**PROBLEM DETAILS:** Type out all the data below, word for word.

**Items from a data source:**
________________________
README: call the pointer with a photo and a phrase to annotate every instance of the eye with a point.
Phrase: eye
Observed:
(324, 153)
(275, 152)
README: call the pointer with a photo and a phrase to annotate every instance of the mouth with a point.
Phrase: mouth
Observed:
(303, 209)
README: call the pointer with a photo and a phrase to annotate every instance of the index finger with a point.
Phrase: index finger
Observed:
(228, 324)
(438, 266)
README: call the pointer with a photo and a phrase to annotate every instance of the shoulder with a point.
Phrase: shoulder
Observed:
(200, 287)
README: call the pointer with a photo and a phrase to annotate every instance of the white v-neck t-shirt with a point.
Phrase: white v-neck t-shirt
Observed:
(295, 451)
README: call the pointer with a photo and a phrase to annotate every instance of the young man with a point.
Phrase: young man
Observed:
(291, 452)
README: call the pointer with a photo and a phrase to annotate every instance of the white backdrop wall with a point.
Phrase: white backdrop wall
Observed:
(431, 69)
________________________
**EXPECTED OUTPUT:**
README: call the pointer with a photo and a phrase to annotate every instance of the eye with a point.
Phrase: eye
Observed:
(324, 153)
(275, 152)
README: call the pointer with a photo and a phrase to annotate every instance of the mouth with a point.
Phrase: mouth
Observed:
(303, 209)
README: call the pointer with a photo and a phrase to annotate every instance of the index finger with a point.
Phrase: index finger
Observed:
(228, 324)
(438, 266)
README: call the pointer with a photo and a phrase to annotate every instance of the shoulder with a point.
Phrase: shoulder
Observed:
(200, 287)
README: call the pointer with a photo and a phrase to annotate every instance of the white v-neck t-shirt with a point.
Phrase: white v-neck t-shirt
Observed:
(295, 451)
README: call the pointer with a photo and a phrase to annotate every instance of the young man with a point.
Phrase: young man
Observed:
(291, 452)
README: call the pointer with a photo and a phrase to annotate every instance of the white backdrop wall with a point.
Phrase: white backdrop wall
Observed:
(431, 69)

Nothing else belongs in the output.